Set task.
Please answer from the shotgun pressure passage below: what service pressure did Parker's short 12-gauge guns have?

Passage.

For two or three decades now I've heard this moaning over modern "SAAMI" spec ammunition. But, I've never seen any definitive information on what the pressure specs were for earlier nitro powder loads like say 3 1/4 drams of DuPont (or Schultze, or E.C., or Hazard, etc.) bulk smokeless powder and 1 1/4 ounce of shot, or say 26 grains of Infallible (or Ballistite, etc.) dense smokeless powder and 1 1/4 ounces of shot??? I have an early Western Cartridge Co. brochure on their Super-X load, and it says with their new progressive burning powder they are achieving this level of performance at lower pressures. But, I think that means a 3 3/4 dram equiv. load and 1 1/4 ounce of shot, while with the older bulk smokeless powders the heaviest 12-gauge loads offered were 3 1/2 dram.


Researcher, can't help you with the pressure specs on those "pre-modern" smokeless loads. However, I did save a discussion of proof and service pressures on old, short chambered guns--courtesy of Greg Tag, going back quite a few years. Greg quotes Calvin Goddard in the May-June issue of "Army Ordnance", as reporting that Hunter Arms proofed its short 12ga guns at 14,300 psi. Parker's short 12's had a service pressure of 9500 psi, and both Parker and Ithaca proofed at about 15,000 psi. Given the date of that article, I think the psi figures are more likely to be LUP, since crushers were still being used back then. So, using the "ballpark" psi to LUP conversion of +1,000, we get a service pressure of around 10,500 psi for those guns. That figure is further substantiated by Arthur Curtis in a 2-part article in the American Rifleman, also in the 30's, addressing the issue of long shells in short chambers. Curtis, who had worked in the firearms industry for about 40 years and was with Marlin at the time he wrote the article, suggested that the "modern" loads increased pressure by about 1,000 psi. That fits quite nicely, because it would mean they were at the current SAAMI 12ga service pressure standard of 11,500 psi.

Data section.
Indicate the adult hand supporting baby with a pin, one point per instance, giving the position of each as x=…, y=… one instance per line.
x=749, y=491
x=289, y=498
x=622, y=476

Answer to this exercise.
9500 psi.